Exercise instructions: Copy the blog post on health care coverage and providers word for word, in full.

Selected text:
□ □ □ □ □

Tuesday, February 9, 2010

Coverage, Provision, What's the Difference?

Patrick McIlheran gets pretty smug when Newfoundland Premier Dan Williams chose to come to the United States to have a surgical procedure done:

But Williams didn’t go get his surgery in Montreal or Toronto. He didn’t see the best heart surgeon in Canada, one of the world’s most advanced economies and chock-full of smart, talented people.

He went somewhere in the United States, the health care system of which is regularly derided in polite Canadian circles as the Wild West. Investors Business Daily notes that other Canadian politicians, including Belinda Stronach, a cabinet member in the Liberal Party government in 2007, did so as well.

And no, of course those politicians didn't mean their trips as a knock on Canadian health care. Neither did the full 1% of the country’s population was sent abroad for care in just the past year alone meant it as an insult.

But it isn’t coincidence that, when Canadians need specialized care, they can't find it in their so fair but mediocre system.

For someone who wants to portray himself as being erudite, PaddyMac can come off looking quite the simpleton.

For most people with a command of the language and even rudimentary understanding of the health care system is able to differentiate between health care coverage and a health care provider.

No one on the left or right denies that the United States has some of the best medical providers or equipment in the world. But all of the best doctors and all of the best medical wonders does little good to someone who does not have the independent wealth or the adequate coverage to pay for it.

□ □ □ □ □

Collected data entries:
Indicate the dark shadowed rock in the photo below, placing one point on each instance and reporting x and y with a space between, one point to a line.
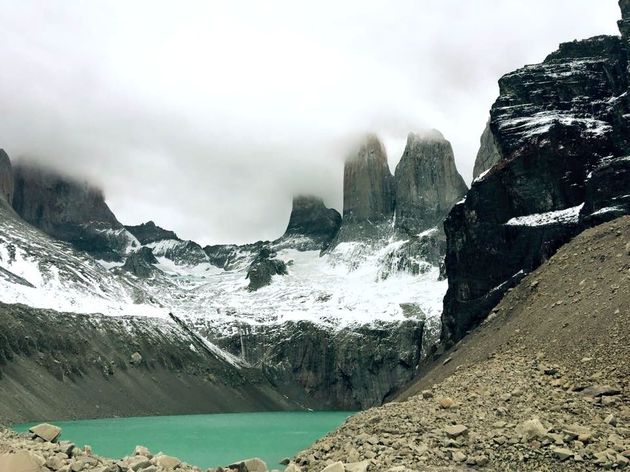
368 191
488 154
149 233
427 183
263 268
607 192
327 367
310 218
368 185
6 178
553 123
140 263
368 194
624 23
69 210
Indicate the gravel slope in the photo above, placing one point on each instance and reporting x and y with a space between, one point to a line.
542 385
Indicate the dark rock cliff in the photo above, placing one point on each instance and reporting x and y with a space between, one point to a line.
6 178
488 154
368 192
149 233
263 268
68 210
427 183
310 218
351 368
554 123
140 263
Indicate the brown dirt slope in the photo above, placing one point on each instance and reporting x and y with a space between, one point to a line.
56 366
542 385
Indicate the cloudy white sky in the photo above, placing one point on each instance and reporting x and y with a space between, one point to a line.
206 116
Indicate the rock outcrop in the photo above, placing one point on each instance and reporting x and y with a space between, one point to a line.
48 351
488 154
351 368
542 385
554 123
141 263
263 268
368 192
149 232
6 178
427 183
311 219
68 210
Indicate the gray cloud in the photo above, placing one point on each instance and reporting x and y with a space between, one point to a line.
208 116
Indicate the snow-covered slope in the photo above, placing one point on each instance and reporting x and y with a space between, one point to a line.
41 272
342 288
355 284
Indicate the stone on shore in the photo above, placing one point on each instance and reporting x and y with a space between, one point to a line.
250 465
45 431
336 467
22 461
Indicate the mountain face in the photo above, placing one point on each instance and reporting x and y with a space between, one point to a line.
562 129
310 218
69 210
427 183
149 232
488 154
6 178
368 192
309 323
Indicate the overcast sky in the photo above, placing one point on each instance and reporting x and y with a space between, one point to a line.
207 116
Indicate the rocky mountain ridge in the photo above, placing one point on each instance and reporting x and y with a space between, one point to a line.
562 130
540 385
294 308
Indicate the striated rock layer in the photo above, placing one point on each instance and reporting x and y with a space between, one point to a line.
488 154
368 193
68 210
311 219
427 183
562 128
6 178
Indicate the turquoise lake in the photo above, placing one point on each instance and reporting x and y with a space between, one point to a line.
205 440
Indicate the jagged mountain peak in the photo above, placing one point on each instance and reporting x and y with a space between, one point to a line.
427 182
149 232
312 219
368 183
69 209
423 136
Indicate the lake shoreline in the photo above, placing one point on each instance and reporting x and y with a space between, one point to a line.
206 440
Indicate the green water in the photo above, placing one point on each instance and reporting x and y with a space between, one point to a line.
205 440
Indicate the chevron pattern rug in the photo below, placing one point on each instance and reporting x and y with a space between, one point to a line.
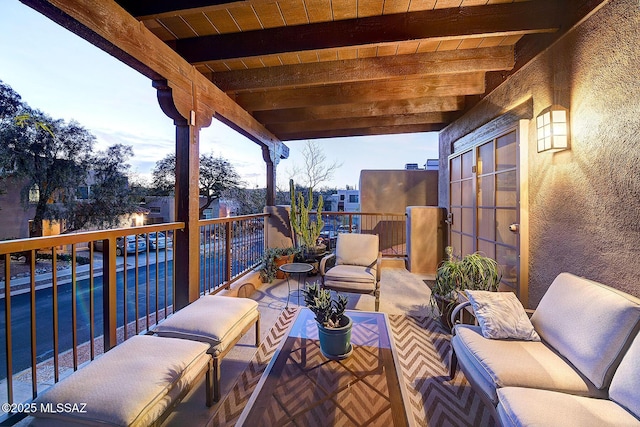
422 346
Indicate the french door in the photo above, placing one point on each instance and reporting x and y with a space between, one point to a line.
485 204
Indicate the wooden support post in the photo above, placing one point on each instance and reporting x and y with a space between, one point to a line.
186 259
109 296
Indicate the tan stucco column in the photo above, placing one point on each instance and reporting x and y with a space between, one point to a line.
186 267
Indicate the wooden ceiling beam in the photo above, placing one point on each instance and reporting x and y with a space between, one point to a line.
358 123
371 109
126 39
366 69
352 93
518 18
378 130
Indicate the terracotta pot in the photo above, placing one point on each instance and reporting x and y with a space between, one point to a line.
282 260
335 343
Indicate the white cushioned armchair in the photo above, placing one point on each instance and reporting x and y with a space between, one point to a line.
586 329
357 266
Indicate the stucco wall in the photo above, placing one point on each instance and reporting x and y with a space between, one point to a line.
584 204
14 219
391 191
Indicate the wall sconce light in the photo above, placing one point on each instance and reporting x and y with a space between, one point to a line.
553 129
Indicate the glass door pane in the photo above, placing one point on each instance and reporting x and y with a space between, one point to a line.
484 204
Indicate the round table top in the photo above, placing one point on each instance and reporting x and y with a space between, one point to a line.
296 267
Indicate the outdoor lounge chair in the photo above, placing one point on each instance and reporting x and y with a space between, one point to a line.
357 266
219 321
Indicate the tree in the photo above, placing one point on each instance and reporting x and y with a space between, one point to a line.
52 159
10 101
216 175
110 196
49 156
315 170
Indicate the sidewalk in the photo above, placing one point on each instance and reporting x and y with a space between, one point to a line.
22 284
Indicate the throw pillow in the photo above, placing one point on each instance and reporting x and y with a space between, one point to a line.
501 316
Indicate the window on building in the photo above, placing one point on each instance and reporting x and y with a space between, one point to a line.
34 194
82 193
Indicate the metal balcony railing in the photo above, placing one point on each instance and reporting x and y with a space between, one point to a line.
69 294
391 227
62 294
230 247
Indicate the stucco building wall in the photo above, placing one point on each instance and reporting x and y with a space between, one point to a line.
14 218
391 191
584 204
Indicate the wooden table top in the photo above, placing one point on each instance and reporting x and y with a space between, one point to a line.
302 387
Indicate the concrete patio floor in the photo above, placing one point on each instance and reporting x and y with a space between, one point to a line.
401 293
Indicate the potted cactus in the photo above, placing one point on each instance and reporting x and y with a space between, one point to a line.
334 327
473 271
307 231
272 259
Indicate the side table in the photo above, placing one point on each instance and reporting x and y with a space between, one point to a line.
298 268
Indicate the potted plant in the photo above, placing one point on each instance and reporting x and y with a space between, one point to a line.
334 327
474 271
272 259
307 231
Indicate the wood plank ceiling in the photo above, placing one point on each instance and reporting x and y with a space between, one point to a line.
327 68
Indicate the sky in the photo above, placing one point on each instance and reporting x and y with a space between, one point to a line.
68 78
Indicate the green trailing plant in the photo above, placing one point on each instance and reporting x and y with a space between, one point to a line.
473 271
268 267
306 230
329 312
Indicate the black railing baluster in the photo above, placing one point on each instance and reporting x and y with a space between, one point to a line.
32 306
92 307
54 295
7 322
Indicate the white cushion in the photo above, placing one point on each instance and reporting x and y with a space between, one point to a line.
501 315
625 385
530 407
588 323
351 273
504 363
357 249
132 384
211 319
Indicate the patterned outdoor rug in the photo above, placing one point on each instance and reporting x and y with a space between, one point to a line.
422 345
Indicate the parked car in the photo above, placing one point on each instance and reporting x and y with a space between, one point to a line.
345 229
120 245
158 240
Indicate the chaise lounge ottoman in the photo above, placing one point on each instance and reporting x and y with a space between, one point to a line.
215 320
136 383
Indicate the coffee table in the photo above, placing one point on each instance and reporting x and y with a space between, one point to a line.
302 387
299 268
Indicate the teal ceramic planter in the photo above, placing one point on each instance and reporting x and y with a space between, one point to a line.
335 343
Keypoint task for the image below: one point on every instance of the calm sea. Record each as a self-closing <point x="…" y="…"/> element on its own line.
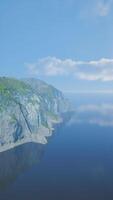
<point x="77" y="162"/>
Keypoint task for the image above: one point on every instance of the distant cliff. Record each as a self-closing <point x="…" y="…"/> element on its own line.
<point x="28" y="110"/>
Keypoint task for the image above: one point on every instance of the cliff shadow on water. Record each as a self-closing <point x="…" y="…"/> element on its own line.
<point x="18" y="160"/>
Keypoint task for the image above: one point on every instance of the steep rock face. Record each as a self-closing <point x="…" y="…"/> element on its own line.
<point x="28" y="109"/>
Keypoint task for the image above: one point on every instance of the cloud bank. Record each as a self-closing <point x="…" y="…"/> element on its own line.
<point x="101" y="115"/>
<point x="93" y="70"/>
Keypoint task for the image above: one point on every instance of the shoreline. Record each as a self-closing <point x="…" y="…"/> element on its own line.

□ □ □ □ □

Task answer:
Tuesday, February 9, 2010

Coverage, Provision, What's the Difference?

Patrick McIlheran gets pretty smug when Newfoundland Premier Dan Williams chose to come to the United States to have a surgical procedure done:

But Williams didn’t go get his surgery in Montreal or Toronto. He didn’t see the best heart surgeon in Canada, one of the world’s most advanced economies and chock-full of smart, talented people.

He went somewhere in the United States, the health care system of which is regularly derided in polite Canadian circles as the Wild West. Investors Business Daily notes that other Canadian politicians, including Belinda Stronach, a cabinet member in the Liberal Party government in 2007, did so as well.

And no, of course those politicians didn't mean their trips as a knock on Canadian health care. Neither did the full 1% of the country’s population was sent abroad for care in just the past year alone meant it as an insult.

But it isn’t coincidence that, when Canadians need specialized care, they can't find it in their so fair but mediocre system.

For someone who wants to portray himself as being erudite, PaddyMac can come off looking quite the simpleton.

For most people with a command of the language and even rudimentary understanding of the health care system is able to differentiate between health care coverage and a health care provider.

No one on the left or right denies that the United States has some of the best medical providers or equipment in the world. But all of the best doctors and all of the best medical wonders does little good to someone who does not have the independent wealth or the adequate coverage to pay for it.